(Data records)
>> BEGIN

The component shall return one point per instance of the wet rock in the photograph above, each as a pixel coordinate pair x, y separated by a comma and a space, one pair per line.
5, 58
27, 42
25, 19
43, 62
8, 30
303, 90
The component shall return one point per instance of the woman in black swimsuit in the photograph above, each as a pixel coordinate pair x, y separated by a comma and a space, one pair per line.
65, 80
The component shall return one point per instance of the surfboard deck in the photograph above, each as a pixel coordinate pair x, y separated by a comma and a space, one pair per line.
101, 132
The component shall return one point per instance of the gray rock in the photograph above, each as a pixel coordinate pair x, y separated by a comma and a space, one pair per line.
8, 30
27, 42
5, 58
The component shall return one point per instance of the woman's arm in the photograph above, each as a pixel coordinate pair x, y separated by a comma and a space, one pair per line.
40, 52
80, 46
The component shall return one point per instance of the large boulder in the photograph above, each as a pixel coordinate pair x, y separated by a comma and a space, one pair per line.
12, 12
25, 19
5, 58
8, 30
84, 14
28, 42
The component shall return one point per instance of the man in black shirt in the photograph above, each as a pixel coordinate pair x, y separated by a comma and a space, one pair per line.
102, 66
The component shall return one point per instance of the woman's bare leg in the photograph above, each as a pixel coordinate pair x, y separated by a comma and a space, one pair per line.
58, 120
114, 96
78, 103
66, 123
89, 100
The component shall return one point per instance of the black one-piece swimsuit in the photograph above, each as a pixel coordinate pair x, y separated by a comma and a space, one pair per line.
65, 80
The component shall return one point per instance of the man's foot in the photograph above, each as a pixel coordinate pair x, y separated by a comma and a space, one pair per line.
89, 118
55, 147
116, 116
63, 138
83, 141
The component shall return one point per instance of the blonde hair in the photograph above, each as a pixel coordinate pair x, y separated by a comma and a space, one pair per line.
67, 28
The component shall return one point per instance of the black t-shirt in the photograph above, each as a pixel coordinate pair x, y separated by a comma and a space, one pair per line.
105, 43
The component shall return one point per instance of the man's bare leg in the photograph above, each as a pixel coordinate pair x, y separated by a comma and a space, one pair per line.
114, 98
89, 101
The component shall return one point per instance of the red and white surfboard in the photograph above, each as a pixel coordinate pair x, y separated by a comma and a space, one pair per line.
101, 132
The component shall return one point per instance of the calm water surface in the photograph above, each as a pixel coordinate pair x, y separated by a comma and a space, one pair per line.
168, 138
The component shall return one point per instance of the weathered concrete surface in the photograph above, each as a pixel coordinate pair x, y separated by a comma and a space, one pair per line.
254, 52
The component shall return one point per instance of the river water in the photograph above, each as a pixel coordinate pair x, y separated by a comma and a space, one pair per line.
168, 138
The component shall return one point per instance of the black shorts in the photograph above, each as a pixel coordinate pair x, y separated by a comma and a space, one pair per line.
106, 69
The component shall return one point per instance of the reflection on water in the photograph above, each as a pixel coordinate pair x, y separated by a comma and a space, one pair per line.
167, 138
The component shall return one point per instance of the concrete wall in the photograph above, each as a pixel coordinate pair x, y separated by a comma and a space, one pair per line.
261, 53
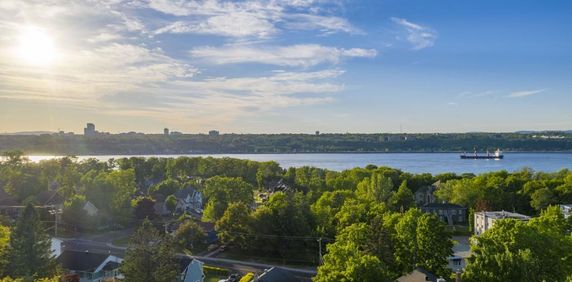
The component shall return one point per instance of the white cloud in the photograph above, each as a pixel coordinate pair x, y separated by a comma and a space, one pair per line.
253, 18
324, 24
303, 55
419, 36
110, 65
520, 94
233, 25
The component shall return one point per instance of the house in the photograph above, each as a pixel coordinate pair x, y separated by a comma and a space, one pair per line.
279, 186
418, 275
277, 274
8, 205
566, 210
449, 213
160, 207
193, 272
426, 195
90, 267
485, 220
461, 252
189, 199
50, 198
209, 229
90, 209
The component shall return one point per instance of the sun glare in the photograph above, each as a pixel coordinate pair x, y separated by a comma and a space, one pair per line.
36, 47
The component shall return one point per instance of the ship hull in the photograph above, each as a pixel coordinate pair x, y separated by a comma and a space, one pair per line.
482, 157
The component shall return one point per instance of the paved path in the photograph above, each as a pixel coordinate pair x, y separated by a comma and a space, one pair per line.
235, 265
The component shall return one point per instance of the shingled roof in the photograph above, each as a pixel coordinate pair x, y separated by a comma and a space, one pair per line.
81, 261
7, 199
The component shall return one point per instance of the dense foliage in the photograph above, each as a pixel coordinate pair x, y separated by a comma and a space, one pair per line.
65, 144
538, 250
150, 256
365, 220
28, 250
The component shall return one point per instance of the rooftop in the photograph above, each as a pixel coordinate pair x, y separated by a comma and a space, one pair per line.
504, 214
442, 206
81, 261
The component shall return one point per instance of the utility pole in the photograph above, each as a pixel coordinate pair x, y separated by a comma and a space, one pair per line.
320, 249
56, 212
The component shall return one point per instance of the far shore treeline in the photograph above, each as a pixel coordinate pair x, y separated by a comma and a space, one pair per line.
135, 143
368, 218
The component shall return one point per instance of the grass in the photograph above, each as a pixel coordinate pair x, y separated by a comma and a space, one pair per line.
213, 278
214, 274
121, 241
303, 258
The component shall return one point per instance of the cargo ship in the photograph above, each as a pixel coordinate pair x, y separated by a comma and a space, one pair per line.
496, 156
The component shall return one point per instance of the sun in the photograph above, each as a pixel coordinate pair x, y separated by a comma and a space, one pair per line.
36, 47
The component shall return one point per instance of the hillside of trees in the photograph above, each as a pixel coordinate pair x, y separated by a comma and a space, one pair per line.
66, 144
366, 218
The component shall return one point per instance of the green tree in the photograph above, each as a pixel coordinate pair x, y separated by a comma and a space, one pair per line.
234, 227
420, 241
29, 249
189, 235
149, 257
171, 203
345, 262
4, 243
222, 191
143, 207
402, 199
513, 250
377, 188
542, 198
166, 187
73, 212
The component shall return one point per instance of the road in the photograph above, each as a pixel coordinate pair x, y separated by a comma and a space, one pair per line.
234, 265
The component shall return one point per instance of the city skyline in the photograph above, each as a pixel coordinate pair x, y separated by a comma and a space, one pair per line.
285, 66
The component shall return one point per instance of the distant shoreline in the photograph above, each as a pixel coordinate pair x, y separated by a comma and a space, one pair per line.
289, 153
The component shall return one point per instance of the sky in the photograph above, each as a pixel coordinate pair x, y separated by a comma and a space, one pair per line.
289, 66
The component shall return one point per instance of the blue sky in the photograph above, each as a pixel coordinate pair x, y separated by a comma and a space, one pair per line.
285, 66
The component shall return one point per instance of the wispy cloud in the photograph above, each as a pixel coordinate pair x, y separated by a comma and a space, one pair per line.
120, 62
520, 94
303, 55
252, 18
419, 36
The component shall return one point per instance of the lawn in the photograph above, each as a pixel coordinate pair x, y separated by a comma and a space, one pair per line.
122, 242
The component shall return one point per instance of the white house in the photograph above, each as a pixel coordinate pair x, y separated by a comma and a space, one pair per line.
90, 209
194, 272
485, 220
566, 210
189, 199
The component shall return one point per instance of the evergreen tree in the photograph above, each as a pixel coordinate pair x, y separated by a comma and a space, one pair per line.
150, 256
29, 248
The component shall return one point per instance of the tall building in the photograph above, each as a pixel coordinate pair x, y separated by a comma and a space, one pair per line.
89, 130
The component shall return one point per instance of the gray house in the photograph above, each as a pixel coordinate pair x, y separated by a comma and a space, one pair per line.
449, 213
426, 195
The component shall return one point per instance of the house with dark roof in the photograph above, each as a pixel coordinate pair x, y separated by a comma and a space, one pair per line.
449, 213
189, 199
277, 274
90, 267
279, 186
426, 195
50, 198
419, 275
8, 204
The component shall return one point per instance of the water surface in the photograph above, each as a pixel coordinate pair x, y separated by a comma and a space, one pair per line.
411, 162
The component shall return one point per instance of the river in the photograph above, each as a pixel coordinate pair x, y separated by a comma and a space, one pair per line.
410, 162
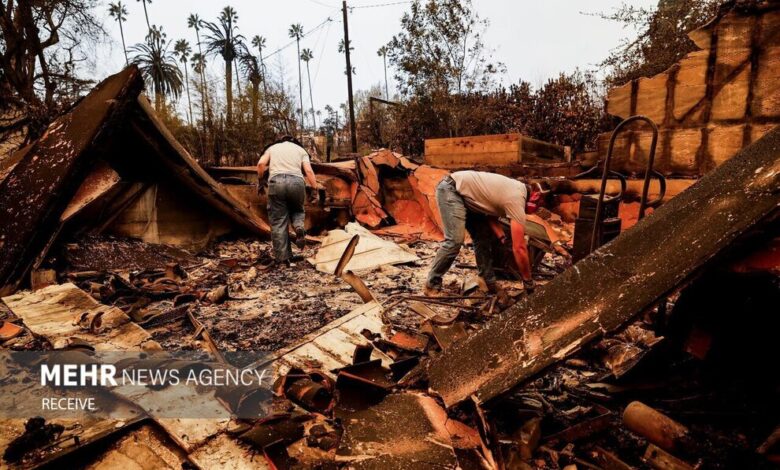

>> END

## DIRECTIONS:
Please count the lines in the data records above that contain the word "house", with case mattering, and give only the number.

## REPLY:
4